Copy out all the records, word for word.

--- Working data ---

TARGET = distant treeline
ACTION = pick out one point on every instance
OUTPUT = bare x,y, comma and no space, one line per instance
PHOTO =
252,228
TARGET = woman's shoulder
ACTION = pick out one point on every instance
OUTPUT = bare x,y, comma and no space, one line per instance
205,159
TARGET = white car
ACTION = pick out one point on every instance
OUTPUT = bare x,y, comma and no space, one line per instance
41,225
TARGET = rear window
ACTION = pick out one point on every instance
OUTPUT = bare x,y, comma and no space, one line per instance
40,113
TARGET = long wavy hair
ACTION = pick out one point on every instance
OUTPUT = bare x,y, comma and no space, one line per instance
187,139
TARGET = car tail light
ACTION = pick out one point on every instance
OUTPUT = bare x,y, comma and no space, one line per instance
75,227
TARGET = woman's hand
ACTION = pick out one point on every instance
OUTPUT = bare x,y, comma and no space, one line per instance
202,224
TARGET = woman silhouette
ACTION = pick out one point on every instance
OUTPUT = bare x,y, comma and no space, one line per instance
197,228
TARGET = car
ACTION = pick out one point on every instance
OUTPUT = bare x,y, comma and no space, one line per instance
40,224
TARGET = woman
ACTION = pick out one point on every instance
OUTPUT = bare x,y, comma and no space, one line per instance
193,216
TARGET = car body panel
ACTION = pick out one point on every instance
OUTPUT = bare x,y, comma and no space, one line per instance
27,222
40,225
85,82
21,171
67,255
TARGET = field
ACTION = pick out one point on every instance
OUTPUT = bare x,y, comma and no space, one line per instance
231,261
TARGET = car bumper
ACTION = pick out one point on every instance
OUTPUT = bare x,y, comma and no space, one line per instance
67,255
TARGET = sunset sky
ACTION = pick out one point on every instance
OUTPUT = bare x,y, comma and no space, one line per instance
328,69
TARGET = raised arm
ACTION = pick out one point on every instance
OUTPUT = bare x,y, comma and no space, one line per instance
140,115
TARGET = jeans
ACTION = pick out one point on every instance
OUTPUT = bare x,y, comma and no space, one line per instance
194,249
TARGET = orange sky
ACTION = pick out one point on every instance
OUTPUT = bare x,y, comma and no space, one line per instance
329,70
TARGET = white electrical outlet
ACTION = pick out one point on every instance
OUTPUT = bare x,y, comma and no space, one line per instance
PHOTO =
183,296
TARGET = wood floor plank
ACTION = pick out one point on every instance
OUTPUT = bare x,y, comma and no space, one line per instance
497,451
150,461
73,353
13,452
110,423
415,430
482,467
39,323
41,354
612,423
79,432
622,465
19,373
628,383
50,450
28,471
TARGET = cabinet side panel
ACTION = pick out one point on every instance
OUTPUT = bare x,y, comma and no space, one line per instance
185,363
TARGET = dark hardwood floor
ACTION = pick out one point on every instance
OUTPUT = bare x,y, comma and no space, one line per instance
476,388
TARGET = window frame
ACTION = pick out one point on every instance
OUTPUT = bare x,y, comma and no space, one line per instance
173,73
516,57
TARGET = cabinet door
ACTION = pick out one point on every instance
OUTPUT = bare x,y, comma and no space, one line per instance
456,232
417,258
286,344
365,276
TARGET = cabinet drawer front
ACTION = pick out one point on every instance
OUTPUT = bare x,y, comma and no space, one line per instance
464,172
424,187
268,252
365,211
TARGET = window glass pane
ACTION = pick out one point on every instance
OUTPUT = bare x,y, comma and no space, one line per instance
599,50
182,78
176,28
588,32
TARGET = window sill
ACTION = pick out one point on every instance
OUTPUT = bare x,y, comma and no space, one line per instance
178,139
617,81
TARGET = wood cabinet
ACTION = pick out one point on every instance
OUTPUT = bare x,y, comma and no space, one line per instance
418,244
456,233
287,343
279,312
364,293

---

Answer:
TARGET = distant treeline
ACTION = pick out one point on every instance
OUTPUT = bare x,y, comma and no space, one line per instance
PHOTO =
252,228
TARGET = woman's shoulder
ACTION = pick out one point on every instance
OUTPUT = bare x,y, comma and no space, one line per instance
205,159
TARGET = white car
ACTION = pick out one point on every instance
OUTPUT = bare x,y, comma and no space, one line per instance
41,225
TARGET = rear window
ACTION = pick out one point on every instance
OUTPUT = bare x,y, comma and no space, one line per instance
40,113
TARGET = long wavy hair
ACTION = pick out one point on every instance
OUTPUT = bare x,y, comma and no space, one line per instance
187,139
TARGET = car tail light
ACTION = pick out one point on every instance
OUTPUT = bare x,y, comma and no space, one line per instance
75,227
TARGET = woman's hand
ACTION = pick out one point on every instance
OUTPUT = bare x,y, comma and no space, one line per instance
202,224
TARGET = woman silhouette
ACTION = pick out one point on every instance
OUTPUT = bare x,y, comma and no space, one line per instance
197,228
TARGET = car
ACTION = pick out one point on every instance
OUTPUT = bare x,y, comma and no space, one line per instance
40,224
TARGET = woman
ACTION = pick out one point on every instance
OUTPUT = bare x,y, comma and no space, one line per instance
193,216
TARGET = car body panel
ACTION = pick out one point on every instance
OUTPUT = bare x,y, comma and no space, one line per instance
27,222
40,225
85,82
21,171
67,255
TARGET = field
ACTION = pick out one point on every instance
OUTPUT = bare x,y, comma and no space, one line per instance
231,261
TARGET = car bumper
ACTION = pick out one point on every instance
OUTPUT = bare x,y, comma and no space, one line per instance
67,255
TARGET = sunset sky
ACTION = pick out one point on every instance
OUTPUT = bare x,y, comma and no space, one line per instance
328,69
TARGET = raised arm
ACTION = pick out one point on every instance
OUTPUT = bare x,y, comma and no space, one line per instance
140,115
TARGET = jeans
ACTION = pick out one point on every instance
OUTPUT = bare x,y, comma and no space, one line per instance
194,249
TARGET = orange sky
ACTION = pick out one point on every instance
OUTPUT = bare x,y, comma and no space, one line per instance
329,70
TARGET = white electrical outlet
ACTION = pick out one point on every instance
OUTPUT = bare x,y, comma and no space, one line per instance
PHOTO =
183,296
TARGET = wood floor plank
ACTION = pick out one point on every instance
OUTPUT = bare x,y, comma and no space, one line per instance
497,451
150,461
73,353
13,452
110,423
415,430
482,467
39,323
41,354
612,423
79,432
622,465
19,373
628,383
50,450
28,471
TARGET = cabinet side panel
ACTION = pick out one point on every instance
OUTPUT = bare x,y, comma and no space, one line per instance
185,363
TARGET = dark hardwood floor
ACTION = pick out one point on every instance
OUTPUT = bare x,y, comma and no space, one line per instance
476,388
TARGET = window frame
ACTION = pick out one point on every instance
OUTPUT = bare x,y, comma and no space, one line per instance
173,73
516,57
TARGET = cabinet door
ACTION = pick out one point on every instance
OUTPUT = bare x,y, comma and no space, one line per instance
456,232
417,258
286,344
365,276
TARGET = cabinet drawer front
ACTION = pick out one point on every instance
OUTPUT = bare x,y, comma and no space, one line per instance
464,172
424,187
268,252
365,211
TARGET = window glass pane
ACTION = pick out one point on every instance
OUTPUT = bare x,y, comma and no space, one line per instance
599,50
182,78
176,28
588,32
TARGET = window sill
ACTION = pick out one point on every instance
OUTPUT = bare x,y, comma and no space, one line per instance
178,139
617,81
TARGET = wood cabinet
ACTION = pick out one point on every instance
OUTPUT = bare x,y, comma and no space, one line per instance
418,244
456,233
287,343
279,312
364,293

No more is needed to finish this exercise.